**** DATA PROVIDED

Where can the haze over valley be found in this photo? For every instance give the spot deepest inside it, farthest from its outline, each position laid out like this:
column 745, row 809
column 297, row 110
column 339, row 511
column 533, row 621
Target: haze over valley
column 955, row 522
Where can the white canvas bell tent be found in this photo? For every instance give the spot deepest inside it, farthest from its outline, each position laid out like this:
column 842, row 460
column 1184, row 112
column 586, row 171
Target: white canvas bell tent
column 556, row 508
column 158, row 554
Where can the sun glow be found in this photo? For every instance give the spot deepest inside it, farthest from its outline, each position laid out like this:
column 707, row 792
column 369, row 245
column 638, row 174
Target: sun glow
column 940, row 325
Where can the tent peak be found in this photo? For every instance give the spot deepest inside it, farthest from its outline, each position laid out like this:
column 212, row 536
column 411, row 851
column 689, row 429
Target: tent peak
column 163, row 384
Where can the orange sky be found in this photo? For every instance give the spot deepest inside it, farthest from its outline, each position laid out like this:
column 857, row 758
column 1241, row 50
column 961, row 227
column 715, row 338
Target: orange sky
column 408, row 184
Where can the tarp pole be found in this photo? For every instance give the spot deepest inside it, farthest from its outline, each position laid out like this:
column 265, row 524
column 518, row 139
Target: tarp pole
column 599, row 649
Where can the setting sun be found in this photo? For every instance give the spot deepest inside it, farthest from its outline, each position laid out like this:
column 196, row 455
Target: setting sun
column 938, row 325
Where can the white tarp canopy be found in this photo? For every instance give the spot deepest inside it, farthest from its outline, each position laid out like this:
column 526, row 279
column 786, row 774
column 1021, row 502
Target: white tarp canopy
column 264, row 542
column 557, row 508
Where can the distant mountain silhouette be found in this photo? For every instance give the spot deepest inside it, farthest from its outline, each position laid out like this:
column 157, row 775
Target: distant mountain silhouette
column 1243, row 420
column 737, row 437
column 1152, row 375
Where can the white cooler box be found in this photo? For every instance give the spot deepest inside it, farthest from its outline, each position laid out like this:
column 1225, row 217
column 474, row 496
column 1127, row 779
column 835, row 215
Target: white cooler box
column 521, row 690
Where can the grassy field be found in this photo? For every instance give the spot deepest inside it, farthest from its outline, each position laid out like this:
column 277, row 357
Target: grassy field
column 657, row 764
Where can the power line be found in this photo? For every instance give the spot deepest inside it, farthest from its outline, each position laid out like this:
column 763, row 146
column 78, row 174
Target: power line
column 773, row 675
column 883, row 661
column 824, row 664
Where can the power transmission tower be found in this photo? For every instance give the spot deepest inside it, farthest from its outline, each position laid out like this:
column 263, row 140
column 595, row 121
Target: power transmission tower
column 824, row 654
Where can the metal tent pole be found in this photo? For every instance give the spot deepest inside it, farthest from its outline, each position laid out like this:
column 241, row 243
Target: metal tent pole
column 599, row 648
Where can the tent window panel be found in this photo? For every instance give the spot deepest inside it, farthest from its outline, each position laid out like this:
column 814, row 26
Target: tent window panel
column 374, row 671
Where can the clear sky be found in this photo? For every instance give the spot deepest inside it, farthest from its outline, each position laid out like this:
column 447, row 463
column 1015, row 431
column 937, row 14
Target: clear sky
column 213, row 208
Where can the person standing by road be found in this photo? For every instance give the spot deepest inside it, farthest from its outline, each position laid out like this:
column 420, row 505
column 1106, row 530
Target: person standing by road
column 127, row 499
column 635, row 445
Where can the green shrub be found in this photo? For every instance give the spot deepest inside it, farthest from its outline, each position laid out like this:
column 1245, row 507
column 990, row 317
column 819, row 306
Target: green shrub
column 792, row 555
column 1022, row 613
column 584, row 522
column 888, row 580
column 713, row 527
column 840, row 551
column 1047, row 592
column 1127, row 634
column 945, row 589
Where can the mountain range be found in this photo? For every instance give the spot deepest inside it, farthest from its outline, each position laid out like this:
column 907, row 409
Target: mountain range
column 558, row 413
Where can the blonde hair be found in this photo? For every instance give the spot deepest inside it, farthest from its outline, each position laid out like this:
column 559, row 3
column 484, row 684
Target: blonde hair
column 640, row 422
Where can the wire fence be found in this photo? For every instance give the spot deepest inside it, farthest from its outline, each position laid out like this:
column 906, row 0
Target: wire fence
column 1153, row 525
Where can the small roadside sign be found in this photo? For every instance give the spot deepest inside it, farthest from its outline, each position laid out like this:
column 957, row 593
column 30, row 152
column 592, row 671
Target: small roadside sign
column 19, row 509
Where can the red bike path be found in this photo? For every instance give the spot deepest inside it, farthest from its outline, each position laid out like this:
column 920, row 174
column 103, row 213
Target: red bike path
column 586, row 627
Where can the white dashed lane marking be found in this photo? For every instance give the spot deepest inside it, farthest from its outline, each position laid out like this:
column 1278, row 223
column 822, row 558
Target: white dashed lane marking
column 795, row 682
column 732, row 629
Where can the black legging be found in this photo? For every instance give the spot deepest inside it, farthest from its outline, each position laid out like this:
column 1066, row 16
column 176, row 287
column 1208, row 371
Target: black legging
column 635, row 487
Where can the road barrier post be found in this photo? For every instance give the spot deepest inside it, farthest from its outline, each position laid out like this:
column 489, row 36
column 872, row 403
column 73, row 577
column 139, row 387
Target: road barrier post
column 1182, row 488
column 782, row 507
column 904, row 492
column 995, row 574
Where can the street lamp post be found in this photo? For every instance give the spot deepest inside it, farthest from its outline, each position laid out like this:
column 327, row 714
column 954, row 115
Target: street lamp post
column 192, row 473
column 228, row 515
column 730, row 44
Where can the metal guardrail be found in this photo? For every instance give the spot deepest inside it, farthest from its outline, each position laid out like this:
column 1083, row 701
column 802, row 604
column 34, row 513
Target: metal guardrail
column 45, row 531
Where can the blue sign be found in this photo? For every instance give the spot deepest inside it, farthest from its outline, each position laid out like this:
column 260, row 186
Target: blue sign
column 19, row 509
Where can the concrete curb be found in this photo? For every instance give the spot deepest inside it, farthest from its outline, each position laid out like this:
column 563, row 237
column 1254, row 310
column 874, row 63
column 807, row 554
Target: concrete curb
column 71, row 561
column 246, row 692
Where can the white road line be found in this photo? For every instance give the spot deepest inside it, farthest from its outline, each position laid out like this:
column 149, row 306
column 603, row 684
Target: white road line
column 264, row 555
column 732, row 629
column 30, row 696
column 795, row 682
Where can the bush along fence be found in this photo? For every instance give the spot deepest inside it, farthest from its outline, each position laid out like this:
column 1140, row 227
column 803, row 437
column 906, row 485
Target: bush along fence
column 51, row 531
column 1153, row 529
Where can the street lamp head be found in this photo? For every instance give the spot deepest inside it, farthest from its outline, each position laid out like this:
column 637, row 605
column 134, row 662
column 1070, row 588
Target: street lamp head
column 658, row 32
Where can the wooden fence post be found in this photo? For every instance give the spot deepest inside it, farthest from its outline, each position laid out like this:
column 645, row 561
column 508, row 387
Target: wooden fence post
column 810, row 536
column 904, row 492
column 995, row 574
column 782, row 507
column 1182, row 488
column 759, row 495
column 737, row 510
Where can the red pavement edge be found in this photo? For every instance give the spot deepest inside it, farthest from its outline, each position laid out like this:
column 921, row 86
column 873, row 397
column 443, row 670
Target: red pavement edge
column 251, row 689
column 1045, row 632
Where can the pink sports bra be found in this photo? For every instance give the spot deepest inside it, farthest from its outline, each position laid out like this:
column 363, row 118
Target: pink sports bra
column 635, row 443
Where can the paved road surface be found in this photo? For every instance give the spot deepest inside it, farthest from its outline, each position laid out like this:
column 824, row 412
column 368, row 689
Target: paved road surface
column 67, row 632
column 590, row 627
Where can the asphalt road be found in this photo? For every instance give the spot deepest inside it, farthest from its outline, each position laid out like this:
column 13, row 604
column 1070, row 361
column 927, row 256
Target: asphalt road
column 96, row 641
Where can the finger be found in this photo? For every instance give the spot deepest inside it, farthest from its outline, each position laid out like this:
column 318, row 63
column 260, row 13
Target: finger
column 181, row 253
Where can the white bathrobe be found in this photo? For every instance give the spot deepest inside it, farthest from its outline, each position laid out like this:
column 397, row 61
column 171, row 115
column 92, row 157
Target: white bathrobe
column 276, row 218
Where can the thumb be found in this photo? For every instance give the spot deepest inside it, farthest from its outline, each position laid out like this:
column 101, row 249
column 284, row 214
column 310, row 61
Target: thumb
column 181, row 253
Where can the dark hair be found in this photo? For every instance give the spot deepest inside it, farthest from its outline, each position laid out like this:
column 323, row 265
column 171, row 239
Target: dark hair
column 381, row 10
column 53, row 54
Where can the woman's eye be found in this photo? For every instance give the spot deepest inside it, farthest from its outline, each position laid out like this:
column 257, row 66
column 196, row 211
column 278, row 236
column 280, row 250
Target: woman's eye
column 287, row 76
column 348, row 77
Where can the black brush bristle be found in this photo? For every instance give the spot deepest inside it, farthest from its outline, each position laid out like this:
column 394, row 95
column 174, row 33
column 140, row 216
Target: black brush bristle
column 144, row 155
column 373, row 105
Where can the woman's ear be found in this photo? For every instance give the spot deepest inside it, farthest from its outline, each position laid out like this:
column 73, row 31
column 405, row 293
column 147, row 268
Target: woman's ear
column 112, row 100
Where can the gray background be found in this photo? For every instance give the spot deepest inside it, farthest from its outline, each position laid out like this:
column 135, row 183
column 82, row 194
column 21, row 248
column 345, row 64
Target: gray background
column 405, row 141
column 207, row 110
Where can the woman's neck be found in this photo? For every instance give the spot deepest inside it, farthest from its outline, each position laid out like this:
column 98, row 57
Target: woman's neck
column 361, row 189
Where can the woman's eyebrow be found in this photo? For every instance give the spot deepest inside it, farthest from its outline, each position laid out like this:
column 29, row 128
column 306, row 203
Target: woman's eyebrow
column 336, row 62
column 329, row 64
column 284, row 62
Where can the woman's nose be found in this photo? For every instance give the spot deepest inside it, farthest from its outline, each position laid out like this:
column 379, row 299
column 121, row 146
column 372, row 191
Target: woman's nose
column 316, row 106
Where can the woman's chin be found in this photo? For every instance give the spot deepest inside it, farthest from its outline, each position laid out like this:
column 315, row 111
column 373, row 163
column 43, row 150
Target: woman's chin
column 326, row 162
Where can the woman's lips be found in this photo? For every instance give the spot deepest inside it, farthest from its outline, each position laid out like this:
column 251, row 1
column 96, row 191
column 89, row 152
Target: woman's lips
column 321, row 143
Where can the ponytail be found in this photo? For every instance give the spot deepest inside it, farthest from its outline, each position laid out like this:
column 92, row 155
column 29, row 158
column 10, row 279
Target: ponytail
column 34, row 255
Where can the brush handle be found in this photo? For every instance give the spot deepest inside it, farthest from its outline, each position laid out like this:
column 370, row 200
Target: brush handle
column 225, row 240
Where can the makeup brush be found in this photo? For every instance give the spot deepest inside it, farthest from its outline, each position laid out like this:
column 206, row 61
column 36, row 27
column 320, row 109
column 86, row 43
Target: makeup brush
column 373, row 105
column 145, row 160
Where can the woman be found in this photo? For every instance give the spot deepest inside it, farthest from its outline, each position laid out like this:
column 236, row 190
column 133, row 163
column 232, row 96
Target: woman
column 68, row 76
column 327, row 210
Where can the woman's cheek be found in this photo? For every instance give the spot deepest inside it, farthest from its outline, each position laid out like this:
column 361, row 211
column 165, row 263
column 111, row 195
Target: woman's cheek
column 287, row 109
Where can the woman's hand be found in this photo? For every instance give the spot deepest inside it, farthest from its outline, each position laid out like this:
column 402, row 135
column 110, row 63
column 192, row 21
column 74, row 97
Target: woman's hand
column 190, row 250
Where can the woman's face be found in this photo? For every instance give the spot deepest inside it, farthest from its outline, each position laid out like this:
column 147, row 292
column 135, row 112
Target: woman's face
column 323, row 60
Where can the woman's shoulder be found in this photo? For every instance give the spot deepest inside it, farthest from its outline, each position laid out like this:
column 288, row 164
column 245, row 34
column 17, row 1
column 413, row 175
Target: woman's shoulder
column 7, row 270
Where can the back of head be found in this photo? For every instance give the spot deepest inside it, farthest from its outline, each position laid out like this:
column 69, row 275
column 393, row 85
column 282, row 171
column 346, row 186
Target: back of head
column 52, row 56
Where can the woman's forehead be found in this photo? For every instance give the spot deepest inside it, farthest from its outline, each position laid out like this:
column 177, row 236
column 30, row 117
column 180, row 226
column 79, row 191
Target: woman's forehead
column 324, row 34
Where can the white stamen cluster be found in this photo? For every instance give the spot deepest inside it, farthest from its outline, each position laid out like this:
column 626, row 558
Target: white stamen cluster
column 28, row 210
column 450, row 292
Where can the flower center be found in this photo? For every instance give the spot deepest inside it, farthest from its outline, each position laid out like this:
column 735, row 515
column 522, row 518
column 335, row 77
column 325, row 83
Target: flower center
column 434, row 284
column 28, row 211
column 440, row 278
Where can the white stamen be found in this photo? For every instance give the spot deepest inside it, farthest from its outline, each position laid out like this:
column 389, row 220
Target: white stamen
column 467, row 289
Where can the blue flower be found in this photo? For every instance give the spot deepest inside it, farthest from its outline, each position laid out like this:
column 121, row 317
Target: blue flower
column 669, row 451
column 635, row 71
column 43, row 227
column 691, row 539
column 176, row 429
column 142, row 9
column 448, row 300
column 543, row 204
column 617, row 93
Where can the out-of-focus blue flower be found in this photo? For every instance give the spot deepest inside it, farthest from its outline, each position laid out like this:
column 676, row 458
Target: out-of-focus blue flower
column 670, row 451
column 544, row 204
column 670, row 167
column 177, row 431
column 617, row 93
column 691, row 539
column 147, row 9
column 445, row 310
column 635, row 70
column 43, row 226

********

YOUR TASK →
Would you print exactly and only the lines of the material above that run from the line with "Where can the white cooler" through the line with "column 819, row 306", both included?

FINAL ANSWER →
Where can the white cooler box be found in this photo? For every instance give the spot deepest inside it, farthest from its outline, each position laid out like this:
column 1225, row 217
column 474, row 496
column 1127, row 779
column 835, row 215
Target: white cooler box
column 521, row 690
Where can the grassy field be found in this photo? For every instance give the spot deepest inside it, farthest from its outline, each position laid out like this:
column 277, row 357
Target: grassy field
column 657, row 764
Where can the power line be found in this photo? For every instance give the spot deepest inside it, farthest from its outline, each position laid out like this:
column 763, row 146
column 78, row 174
Target: power line
column 773, row 675
column 883, row 661
column 824, row 664
Where can the power transmission tower be found in this photo? For every instance give the spot deepest inside it, farthest from its outline, each position laid out like this:
column 263, row 140
column 595, row 121
Target: power transmission tower
column 824, row 654
Where can the metal tent pole be found in this photo? For every instance give the spot deepest inside it, farthest from its outline, each position laid out like this:
column 241, row 243
Target: metal tent pole
column 599, row 648
Where can the tent window panel be found in this photo? For every instance give the spot deepest inside it, farthest from its outline, each position laid out like this:
column 814, row 26
Target: tent window panel
column 374, row 671
Where can the clear sky be found in this photo? For every instance give the spot deepest inside it, farthest from its outline, each position laid out like this:
column 447, row 463
column 1015, row 431
column 937, row 14
Target: clear sky
column 213, row 208
Where can the person standing by road be found in this photo? For every instance give the spot deepest inside it, farthest from its outline, each position laid out like this:
column 420, row 505
column 1106, row 530
Target: person standing by road
column 127, row 499
column 635, row 445
Where can the green shrub be found in this photo? For every instance give the spot deepest inside it, farthest from its outline, each position laid out like this:
column 1245, row 507
column 990, row 317
column 819, row 306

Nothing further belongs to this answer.